>> start ENTRIES PROVIDED
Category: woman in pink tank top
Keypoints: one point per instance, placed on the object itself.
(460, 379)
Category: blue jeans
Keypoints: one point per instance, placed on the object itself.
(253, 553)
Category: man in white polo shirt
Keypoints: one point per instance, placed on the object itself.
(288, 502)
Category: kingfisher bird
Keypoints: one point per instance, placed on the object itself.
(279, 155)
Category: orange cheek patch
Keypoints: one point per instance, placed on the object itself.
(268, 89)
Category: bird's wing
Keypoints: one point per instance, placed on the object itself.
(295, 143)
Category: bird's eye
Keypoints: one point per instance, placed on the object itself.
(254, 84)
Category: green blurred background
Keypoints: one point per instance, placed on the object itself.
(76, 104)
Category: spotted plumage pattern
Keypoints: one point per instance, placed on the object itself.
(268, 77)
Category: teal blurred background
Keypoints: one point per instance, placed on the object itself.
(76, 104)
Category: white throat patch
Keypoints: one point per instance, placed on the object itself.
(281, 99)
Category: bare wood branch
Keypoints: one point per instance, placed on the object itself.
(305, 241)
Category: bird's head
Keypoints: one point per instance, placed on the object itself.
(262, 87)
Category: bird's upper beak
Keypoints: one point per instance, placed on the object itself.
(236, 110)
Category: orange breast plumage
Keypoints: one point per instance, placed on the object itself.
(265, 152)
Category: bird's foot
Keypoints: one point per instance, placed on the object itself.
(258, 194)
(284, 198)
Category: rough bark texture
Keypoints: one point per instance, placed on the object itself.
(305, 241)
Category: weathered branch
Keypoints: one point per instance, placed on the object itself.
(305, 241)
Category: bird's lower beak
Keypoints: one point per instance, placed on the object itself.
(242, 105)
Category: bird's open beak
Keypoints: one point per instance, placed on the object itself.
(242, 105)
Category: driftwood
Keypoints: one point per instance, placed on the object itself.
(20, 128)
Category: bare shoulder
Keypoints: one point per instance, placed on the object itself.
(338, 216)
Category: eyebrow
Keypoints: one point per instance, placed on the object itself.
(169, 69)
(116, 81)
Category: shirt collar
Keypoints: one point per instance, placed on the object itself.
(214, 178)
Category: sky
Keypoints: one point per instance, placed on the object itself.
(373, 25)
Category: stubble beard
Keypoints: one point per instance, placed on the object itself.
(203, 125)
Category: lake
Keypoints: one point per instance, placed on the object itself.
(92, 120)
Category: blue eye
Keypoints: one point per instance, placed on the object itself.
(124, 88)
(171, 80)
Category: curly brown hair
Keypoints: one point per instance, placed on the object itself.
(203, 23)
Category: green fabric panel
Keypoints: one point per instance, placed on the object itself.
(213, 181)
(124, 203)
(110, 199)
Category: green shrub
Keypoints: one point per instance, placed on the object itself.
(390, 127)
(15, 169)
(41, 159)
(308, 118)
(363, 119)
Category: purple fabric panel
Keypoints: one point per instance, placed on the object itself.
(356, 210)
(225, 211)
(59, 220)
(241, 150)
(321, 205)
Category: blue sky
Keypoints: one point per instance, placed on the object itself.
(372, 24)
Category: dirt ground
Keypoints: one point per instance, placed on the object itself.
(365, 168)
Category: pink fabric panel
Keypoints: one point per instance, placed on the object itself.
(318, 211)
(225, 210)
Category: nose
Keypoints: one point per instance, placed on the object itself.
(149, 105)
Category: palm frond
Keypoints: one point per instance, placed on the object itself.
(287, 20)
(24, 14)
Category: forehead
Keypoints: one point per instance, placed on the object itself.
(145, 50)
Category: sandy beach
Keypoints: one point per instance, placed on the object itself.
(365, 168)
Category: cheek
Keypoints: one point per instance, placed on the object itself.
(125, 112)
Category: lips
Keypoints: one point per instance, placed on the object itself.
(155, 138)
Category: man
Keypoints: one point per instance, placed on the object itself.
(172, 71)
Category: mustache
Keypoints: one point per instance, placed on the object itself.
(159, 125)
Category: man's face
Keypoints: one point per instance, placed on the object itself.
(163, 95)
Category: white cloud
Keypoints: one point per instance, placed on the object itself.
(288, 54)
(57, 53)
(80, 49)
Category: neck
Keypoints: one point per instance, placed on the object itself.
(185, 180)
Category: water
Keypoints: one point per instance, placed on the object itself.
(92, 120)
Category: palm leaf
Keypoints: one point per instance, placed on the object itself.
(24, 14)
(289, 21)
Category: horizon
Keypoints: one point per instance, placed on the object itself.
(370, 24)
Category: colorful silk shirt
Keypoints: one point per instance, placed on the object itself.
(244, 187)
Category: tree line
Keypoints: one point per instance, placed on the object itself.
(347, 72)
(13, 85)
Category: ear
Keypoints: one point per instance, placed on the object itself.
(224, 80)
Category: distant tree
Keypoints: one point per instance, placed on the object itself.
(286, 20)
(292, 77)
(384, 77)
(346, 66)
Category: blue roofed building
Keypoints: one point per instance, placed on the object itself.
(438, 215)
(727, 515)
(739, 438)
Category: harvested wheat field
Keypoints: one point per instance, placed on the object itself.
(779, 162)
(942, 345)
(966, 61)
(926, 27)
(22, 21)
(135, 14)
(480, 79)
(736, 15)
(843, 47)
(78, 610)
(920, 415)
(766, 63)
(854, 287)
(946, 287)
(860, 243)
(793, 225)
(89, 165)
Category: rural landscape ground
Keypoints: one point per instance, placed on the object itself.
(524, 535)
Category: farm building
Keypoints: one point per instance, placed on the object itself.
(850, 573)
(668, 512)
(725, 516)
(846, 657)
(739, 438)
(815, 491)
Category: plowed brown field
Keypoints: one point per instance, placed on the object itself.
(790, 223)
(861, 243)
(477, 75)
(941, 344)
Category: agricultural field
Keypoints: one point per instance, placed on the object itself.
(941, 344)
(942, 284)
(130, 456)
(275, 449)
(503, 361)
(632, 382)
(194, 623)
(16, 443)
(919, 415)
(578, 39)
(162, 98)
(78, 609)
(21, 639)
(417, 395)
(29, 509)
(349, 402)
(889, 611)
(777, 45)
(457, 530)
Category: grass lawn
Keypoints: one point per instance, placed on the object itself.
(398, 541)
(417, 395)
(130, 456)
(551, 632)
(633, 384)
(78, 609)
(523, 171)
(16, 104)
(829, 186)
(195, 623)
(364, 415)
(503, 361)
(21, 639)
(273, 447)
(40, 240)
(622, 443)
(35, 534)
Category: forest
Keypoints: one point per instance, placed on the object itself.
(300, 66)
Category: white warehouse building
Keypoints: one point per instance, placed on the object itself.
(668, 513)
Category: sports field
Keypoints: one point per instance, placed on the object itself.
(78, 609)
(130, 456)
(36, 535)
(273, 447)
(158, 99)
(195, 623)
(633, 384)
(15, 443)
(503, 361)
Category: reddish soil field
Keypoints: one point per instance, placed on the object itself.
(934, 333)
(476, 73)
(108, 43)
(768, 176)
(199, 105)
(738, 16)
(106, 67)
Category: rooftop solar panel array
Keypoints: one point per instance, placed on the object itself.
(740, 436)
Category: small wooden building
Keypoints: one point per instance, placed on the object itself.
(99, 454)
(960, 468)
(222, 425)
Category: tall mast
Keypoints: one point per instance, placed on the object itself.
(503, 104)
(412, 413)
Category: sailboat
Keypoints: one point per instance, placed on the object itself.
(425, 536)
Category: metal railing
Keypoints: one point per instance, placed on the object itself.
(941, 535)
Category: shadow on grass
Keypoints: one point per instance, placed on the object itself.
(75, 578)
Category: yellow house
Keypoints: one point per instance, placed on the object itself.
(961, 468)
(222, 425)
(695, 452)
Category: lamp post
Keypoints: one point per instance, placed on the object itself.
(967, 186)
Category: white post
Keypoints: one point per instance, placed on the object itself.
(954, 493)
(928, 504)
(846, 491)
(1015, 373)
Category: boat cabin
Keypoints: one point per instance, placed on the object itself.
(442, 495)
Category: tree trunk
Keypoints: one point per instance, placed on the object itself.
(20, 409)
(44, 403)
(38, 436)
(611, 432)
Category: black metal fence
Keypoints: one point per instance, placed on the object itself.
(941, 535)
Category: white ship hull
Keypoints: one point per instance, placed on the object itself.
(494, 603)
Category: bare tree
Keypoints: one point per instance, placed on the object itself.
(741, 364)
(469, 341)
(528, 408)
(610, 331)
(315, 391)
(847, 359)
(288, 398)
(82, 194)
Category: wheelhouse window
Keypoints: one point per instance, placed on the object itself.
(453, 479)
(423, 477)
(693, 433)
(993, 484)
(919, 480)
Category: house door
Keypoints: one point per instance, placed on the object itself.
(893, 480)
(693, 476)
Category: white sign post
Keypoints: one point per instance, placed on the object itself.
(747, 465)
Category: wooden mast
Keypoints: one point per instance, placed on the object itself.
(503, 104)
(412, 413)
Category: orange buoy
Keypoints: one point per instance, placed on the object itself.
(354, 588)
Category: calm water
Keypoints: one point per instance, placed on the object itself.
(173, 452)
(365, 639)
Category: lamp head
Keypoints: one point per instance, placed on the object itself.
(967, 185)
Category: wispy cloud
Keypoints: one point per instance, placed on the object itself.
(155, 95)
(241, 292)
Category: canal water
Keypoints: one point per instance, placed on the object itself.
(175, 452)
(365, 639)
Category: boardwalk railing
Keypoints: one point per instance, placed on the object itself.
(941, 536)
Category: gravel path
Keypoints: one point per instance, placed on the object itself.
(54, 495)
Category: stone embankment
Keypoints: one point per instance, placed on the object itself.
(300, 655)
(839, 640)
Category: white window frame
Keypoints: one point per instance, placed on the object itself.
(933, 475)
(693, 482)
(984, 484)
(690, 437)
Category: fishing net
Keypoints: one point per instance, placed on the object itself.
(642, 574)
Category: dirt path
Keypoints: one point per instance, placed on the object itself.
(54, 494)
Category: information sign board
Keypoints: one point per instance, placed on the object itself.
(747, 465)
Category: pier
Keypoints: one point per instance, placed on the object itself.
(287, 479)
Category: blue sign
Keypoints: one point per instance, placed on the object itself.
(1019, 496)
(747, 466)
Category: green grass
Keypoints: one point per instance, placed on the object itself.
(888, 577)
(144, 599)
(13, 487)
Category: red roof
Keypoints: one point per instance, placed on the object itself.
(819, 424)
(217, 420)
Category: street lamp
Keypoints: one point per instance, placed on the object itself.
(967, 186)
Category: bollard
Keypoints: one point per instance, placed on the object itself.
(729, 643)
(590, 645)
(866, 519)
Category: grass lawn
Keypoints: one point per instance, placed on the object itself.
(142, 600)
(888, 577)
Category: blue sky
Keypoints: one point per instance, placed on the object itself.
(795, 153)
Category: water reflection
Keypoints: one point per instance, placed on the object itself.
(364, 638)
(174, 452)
>> end ENTRIES PROVIDED
● THE EXERCISE
Everything from the line containing "Category: red roof" to the last line of the entries above should be quoted exactly, and only that.

● ANSWER
Category: red roof
Keypoints: one point per instance, placed on the object itself.
(819, 424)
(217, 420)
Category: street lamp
Keypoints: one point per instance, placed on the object itself.
(967, 186)
Category: bollard
Keypoints: one point per instance, placed on the object itself.
(729, 643)
(590, 645)
(866, 519)
Category: grass lawn
Keypoints: one point per instance, placed on the object itself.
(142, 600)
(888, 577)
Category: blue sky
Keypoints: one point per instance, placed on the object itself.
(795, 153)
Category: water reflection
Keypoints: one point per instance, placed on the object itself.
(364, 638)
(174, 452)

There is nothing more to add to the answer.